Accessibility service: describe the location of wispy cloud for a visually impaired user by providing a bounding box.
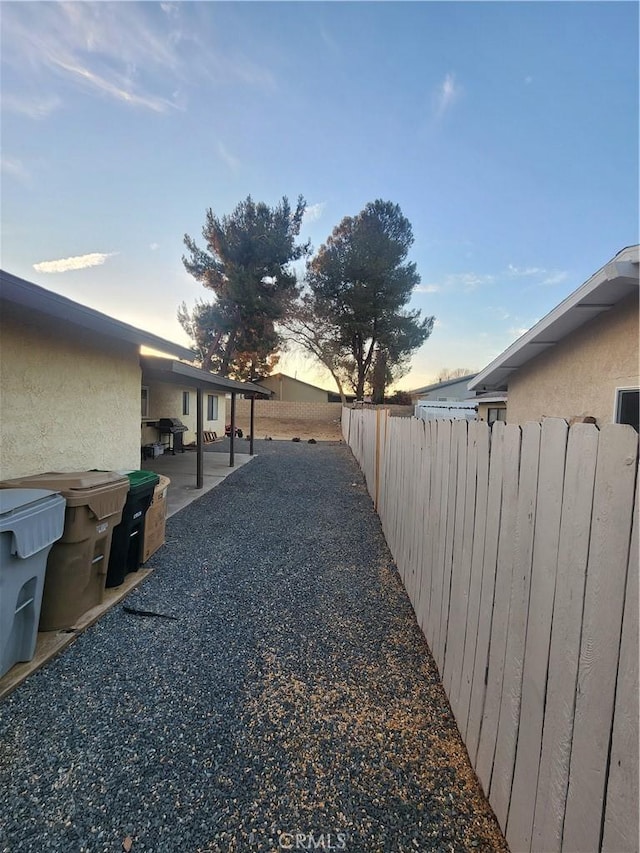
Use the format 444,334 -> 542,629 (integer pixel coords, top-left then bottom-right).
2,94 -> 62,120
435,72 -> 462,118
302,201 -> 327,225
33,252 -> 117,272
2,2 -> 275,118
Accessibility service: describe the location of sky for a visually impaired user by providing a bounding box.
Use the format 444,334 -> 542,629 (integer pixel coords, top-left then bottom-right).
0,0 -> 639,389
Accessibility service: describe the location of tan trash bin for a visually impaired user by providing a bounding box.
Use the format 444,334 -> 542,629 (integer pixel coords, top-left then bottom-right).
0,471 -> 129,631
142,474 -> 171,563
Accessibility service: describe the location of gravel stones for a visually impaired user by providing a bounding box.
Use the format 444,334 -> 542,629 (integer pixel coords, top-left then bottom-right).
0,441 -> 507,853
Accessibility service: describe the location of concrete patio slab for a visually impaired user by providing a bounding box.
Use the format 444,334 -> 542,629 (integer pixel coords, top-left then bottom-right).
142,442 -> 255,518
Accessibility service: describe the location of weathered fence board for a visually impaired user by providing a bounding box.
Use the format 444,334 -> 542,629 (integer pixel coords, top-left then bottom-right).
489,423 -> 540,826
530,424 -> 599,853
444,421 -> 477,727
457,421 -> 489,737
466,422 -> 504,768
507,418 -> 568,850
476,424 -> 520,794
602,481 -> 640,853
343,410 -> 639,853
562,424 -> 638,850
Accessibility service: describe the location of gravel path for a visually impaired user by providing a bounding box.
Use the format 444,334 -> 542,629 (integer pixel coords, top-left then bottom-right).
0,441 -> 506,853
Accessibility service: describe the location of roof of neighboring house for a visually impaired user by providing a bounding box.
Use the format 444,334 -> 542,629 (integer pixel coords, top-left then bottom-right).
140,355 -> 270,395
469,245 -> 640,391
0,270 -> 194,361
473,391 -> 507,403
256,373 -> 333,394
407,373 -> 476,396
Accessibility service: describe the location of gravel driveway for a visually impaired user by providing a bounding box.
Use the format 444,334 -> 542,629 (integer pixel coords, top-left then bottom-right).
0,441 -> 506,853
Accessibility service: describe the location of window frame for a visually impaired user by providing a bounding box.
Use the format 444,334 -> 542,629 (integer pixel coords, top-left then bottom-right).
207,394 -> 220,421
612,385 -> 640,426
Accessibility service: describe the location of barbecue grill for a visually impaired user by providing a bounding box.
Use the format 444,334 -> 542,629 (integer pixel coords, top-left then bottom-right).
157,418 -> 189,456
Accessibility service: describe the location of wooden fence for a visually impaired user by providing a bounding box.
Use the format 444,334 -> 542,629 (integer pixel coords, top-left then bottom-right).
342,408 -> 639,853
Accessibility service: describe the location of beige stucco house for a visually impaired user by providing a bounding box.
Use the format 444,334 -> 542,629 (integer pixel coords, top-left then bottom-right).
256,373 -> 329,403
0,271 -> 260,479
140,356 -> 226,445
469,246 -> 640,429
474,391 -> 507,426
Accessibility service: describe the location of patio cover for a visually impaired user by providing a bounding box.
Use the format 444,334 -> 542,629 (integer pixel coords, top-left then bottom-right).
140,355 -> 270,489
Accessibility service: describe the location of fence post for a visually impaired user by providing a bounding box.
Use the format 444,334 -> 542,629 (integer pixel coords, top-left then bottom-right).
373,409 -> 384,510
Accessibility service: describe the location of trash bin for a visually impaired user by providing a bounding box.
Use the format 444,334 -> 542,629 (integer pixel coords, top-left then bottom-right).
0,489 -> 65,677
142,474 -> 171,563
0,471 -> 129,631
106,471 -> 160,587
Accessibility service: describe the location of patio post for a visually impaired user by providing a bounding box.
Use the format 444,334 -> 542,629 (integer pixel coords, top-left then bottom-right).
229,391 -> 236,468
249,394 -> 256,456
196,385 -> 204,489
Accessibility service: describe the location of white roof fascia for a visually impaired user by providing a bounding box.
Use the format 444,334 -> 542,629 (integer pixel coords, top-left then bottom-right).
467,246 -> 639,391
0,270 -> 195,361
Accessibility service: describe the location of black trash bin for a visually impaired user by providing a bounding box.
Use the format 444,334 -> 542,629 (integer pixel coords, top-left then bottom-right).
105,471 -> 160,587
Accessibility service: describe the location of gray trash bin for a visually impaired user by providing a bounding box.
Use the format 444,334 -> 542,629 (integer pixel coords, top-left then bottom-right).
0,489 -> 66,677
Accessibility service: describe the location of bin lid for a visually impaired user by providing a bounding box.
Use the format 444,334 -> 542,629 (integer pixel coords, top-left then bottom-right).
0,489 -> 58,522
0,471 -> 129,518
127,471 -> 160,488
0,489 -> 65,560
119,470 -> 160,495
4,471 -> 122,492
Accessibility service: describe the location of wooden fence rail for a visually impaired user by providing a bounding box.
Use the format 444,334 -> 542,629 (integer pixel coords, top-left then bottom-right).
342,408 -> 639,853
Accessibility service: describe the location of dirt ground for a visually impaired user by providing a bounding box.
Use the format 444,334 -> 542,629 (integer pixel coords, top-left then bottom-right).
232,417 -> 342,441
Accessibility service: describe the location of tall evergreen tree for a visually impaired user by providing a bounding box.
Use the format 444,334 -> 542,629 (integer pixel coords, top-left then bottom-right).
178,196 -> 309,380
307,199 -> 434,400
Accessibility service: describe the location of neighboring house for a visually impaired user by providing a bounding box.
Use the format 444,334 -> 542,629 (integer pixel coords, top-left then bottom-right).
255,373 -> 332,403
407,373 -> 476,405
469,246 -> 640,429
0,271 -> 259,479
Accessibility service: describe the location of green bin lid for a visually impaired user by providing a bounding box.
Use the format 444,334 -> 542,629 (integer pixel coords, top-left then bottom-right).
126,471 -> 160,489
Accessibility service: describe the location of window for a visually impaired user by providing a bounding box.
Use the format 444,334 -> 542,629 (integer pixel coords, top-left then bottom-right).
615,388 -> 640,430
207,394 -> 218,421
487,408 -> 507,425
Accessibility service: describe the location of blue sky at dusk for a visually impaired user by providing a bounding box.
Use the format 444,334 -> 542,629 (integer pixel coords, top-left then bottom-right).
0,2 -> 639,388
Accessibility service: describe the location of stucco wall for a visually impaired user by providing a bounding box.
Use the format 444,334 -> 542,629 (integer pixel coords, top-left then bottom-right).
0,312 -> 140,479
507,294 -> 639,425
142,382 -> 225,444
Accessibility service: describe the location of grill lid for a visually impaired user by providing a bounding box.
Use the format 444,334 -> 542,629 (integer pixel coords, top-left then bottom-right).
158,418 -> 189,432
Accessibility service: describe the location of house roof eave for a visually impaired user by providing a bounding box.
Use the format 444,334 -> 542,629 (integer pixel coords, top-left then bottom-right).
467,245 -> 639,391
0,270 -> 194,361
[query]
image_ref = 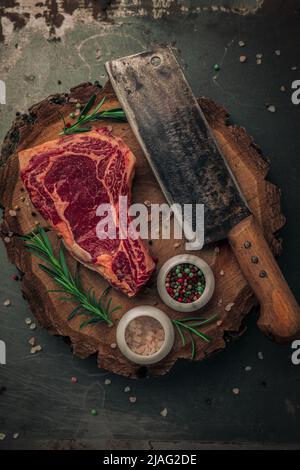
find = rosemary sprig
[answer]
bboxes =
[22,228,121,329]
[59,95,127,135]
[172,315,218,360]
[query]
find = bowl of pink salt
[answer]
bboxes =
[116,305,174,365]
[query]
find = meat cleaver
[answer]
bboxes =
[106,47,300,342]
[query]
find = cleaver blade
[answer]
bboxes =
[106,47,300,341]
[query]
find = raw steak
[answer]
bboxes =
[19,128,155,297]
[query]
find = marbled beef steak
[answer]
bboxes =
[19,128,155,297]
=-=-=
== THE EXERCISE ==
Everything from the line with "Accessibility service: describe the location of grill" through the end of the records above, and nothing else, is to be quoted exactly; please leave the pictures out.

== COMPLETE OUTPUT ==
Accessibility service: describe the location of grill lid for a visually impaired user by providing a bounding box.
Use the format 444,334 -> 542,629 (integer pixel coords, top-left then bottom-right).
158,418 -> 189,432
Accessibility service: describe the location of house roof eave for a visually impaired user by providing a bounding box.
Use the format 444,334 -> 542,629 (integer pixel coords, top-left then bottom-right).
467,245 -> 639,391
0,270 -> 194,361
[query]
image_ref = 
find = rosemary sprig
[answer]
bboxes =
[22,228,121,329]
[59,95,127,135]
[172,315,218,360]
[query]
find = bowl of pink salt
[answer]
bboxes =
[116,305,174,365]
[query]
find = meat cleaver
[answer]
bboxes =
[106,47,300,342]
[query]
find = cleaver blade
[answer]
bboxes =
[106,47,300,341]
[query]
find = raw steak
[answer]
bboxes =
[19,128,155,297]
[query]
find = marbled beef steak
[answer]
bboxes =
[19,128,155,297]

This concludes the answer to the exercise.